> [AIM OF THE EXERCISE]: Select and copy each line of the data below that contains the word "positive". The match is case-sensitive.

═══ GIVEN ENTRIES ═══

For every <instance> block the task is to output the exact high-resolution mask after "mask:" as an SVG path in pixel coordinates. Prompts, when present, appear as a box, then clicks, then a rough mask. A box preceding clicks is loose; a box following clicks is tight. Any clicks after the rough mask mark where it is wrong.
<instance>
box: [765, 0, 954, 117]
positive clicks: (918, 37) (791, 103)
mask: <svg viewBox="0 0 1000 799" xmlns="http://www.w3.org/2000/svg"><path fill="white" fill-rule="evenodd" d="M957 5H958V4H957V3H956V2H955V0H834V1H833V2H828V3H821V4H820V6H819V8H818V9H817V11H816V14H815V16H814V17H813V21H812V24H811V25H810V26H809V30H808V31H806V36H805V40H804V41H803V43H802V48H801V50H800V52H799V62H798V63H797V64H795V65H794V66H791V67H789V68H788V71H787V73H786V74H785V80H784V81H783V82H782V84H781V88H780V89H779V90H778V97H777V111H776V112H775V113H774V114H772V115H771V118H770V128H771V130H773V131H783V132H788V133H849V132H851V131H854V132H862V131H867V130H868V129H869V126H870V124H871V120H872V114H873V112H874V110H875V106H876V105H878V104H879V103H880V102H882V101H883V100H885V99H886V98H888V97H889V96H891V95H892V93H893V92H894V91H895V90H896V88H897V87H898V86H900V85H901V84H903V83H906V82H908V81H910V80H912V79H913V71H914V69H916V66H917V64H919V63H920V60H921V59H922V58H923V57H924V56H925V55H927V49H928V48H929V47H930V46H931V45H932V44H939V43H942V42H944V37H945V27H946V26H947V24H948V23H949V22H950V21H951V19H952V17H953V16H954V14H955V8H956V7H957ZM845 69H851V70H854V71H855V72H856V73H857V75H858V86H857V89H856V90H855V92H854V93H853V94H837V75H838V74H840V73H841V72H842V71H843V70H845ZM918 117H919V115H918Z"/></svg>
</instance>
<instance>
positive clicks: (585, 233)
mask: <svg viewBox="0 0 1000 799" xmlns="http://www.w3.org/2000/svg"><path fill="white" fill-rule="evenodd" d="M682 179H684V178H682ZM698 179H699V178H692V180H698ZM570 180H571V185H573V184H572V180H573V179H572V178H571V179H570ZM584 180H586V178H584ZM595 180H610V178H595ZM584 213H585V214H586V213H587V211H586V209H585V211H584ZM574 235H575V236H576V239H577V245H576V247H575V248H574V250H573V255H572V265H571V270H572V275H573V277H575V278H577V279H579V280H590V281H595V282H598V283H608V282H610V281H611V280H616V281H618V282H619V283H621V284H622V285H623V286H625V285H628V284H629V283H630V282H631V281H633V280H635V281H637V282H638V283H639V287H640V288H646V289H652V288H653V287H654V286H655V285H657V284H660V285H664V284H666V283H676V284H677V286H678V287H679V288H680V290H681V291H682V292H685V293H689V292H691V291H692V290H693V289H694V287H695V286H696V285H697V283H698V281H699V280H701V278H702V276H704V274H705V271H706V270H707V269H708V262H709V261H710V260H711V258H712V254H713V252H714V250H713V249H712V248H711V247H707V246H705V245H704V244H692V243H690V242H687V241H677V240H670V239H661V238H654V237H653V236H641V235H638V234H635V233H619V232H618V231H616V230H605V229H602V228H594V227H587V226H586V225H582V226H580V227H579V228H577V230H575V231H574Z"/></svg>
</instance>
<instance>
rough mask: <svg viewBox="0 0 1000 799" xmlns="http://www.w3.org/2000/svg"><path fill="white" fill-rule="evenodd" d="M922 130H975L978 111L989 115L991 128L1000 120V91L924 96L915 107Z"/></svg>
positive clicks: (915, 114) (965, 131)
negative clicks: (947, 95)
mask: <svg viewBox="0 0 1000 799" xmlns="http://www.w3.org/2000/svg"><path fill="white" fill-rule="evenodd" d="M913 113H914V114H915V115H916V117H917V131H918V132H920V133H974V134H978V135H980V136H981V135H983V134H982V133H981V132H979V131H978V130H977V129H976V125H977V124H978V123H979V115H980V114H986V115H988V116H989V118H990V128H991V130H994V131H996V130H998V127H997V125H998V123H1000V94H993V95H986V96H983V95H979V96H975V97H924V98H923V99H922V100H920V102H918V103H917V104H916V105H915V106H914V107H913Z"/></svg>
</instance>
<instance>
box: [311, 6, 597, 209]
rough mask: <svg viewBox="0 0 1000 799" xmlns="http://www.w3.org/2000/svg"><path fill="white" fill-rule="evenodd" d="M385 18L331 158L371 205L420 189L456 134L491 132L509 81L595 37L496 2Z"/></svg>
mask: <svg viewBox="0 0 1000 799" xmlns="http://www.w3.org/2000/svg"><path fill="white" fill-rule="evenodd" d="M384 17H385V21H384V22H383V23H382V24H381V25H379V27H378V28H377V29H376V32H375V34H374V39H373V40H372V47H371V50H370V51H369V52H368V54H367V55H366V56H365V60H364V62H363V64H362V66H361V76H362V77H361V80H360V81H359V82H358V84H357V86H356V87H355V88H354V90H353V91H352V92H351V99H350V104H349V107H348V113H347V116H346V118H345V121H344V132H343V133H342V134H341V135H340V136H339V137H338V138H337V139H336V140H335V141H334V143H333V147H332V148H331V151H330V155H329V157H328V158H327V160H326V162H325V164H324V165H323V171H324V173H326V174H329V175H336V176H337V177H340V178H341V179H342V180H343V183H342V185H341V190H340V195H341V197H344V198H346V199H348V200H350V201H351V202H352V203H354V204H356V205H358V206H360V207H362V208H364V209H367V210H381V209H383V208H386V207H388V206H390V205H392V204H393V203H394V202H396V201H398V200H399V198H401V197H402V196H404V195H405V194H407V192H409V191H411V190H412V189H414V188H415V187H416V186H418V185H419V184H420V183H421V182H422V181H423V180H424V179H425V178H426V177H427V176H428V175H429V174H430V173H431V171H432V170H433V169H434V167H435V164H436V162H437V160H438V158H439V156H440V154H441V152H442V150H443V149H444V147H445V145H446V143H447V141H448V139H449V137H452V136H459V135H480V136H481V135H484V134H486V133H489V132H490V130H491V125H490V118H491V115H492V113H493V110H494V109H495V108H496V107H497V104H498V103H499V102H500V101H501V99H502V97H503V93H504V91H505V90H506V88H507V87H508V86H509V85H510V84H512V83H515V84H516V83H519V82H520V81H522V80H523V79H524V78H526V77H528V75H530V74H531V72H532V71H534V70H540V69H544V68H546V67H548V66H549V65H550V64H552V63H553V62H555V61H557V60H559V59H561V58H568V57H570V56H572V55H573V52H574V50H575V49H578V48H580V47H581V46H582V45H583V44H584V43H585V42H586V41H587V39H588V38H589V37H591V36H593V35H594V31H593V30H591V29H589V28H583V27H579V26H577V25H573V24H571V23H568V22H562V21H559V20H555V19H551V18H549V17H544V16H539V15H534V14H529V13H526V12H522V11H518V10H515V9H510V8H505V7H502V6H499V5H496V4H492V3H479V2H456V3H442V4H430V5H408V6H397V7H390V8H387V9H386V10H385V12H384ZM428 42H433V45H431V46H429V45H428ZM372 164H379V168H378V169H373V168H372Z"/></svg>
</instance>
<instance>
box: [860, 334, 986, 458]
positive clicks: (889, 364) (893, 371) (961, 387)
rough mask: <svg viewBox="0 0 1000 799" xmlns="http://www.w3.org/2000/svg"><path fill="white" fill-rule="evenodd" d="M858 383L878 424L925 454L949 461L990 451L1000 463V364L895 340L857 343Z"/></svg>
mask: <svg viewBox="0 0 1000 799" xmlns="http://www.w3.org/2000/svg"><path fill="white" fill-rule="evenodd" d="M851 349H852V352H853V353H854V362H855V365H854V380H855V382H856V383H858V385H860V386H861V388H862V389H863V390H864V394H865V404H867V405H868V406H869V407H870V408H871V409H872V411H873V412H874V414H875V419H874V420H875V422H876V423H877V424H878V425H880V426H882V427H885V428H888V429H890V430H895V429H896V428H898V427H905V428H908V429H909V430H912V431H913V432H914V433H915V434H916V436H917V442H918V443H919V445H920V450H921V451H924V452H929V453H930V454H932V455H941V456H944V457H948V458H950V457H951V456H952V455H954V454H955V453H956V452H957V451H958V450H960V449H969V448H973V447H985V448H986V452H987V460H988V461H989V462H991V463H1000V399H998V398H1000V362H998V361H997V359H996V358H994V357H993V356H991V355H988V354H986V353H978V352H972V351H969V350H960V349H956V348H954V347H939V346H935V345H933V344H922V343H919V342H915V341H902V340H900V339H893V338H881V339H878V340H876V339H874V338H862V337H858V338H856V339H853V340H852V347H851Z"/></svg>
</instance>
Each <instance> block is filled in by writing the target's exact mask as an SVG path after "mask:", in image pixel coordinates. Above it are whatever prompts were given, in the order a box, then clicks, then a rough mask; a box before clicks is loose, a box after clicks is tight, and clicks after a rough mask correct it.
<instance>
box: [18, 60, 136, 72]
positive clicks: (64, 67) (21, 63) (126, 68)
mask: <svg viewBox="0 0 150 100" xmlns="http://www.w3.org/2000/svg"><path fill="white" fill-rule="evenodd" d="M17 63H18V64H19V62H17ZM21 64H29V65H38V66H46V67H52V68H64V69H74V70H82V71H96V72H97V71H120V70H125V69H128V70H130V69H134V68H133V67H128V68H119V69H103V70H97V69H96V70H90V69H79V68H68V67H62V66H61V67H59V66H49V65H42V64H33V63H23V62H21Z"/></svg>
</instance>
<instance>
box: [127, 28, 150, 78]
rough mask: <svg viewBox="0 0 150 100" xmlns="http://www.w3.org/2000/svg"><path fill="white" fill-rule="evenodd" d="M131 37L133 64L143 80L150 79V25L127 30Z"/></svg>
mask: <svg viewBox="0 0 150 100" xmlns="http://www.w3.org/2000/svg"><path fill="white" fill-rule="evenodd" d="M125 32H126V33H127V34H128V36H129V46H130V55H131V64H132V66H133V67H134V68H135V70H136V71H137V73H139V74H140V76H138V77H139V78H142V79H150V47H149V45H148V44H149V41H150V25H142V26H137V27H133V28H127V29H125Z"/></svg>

═══

> [RESPONSE TO THIS EXERCISE]:
positive clicks: (918, 37) (791, 103)
positive clicks: (585, 233)
positive clicks: (915, 114) (965, 131)
positive clicks: (889, 364) (893, 371) (961, 387)
positive clicks: (64, 67) (21, 63) (126, 68)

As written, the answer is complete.